* _Source passage_:
---------------

As Turkish police increased security at tourist resorts yesterday some Irish tourists have cancelled holidays to the region after the bomb attack that killed an Irish girl and four other people, report Nicholas Birch and Christine Newman.
Tara Whelan (17), from Kilmeaden, Co Waterford, died instantly on Saturday when the bomb exploded on a packed minibus in the western Turkish resort of Kusadasi. Three Turkish people, two women and a man, were also killed.
A 21-year-old British woman who was transferred to hospital in Izmir died later. Another 13 people were injured, five of them British.
Two of the British tourists were reported to be in critical condition.
Yesterday an official from the Irish Embassy in Ankara arrived in Kusadasi, a popular resort with Irish holidaymakers.
It is believed about 1,200 Irish tourists would normally be in the region. Three flights full of tourists returned from the region yesterday travelling with Irish tour operator Sunworld.
A spokeswoman said some customers due to fly out over the weekend had cancelled holidays after the bomb.
Yesterday it was confirmed that Minister for Foreign Affairs Dermot Ahern will raise security issues for Irish tourists on a visit to Turkey this week.
He had been scheduled to visit the country in his capacity as UN special envoy for bilateral meetings on UN reform, but now security will be a primary concern.
"The Minister will be discussing the security situation and safety for Irish tourists given that an Irish woman has been killed," a spokesman for the Department of Foreign Affairs said.
The attack happened shortly before 11am local time as the bus was driving through Kusadasi towards one of the town's central beaches.

---------------

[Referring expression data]
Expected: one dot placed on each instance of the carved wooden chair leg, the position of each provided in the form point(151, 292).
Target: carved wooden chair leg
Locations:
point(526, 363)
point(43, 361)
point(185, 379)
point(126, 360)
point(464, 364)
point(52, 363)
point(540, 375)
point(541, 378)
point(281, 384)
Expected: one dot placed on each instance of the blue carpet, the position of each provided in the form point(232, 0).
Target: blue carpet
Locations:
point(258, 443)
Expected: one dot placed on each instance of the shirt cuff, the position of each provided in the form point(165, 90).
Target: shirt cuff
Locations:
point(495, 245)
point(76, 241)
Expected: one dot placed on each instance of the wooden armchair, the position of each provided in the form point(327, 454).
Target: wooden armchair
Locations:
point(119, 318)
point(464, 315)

---------------

* _List of tasks_:
A. In the news report on the Kusadasi bomb attack, about how many Irish tourists are believed to normally be in the region?
B. Carry on the news report about the Kusadasi bomb attack, picking up after its final sentence.

* _Expected results_:
A. About 1,200.

B.
Resat Erguvan (51), who rushed from his fourth-floor classroom in a private school opposite, said: "All that was left of the bus were the wheels and a few seats. There were flames and black smoke."
By the time he got there, he added, bystanders had pulled the injured out of the wreckage.
Yesterday in the resort the streets were quiet after the second attack there this year. A policeman was killed on April 30th trying to defuse a bomb in a cassette-player.
An explosion last week in the nearby resort of Cesme wounded 21 people, including three tourists.
After the latest attack, security was tightened at resorts across the region, with Turkish police on the lookout for suspicious packages and vehicles. Investigators sifted through the minibus wreckage.
Hurriyet newspaper said a group called the Kurdistan Liberation Hawks (TAK) claimed responsibility, but this could not be confirmed. It has claimed a series of bombings in the last year, including the Cesme attack.
Provincial governor Mustafa Malay told Anatolian news agency the explosives were hidden in a small bag under one of the seats and were detonated by remote control or a timer, not by a suicide bomber as originally thought.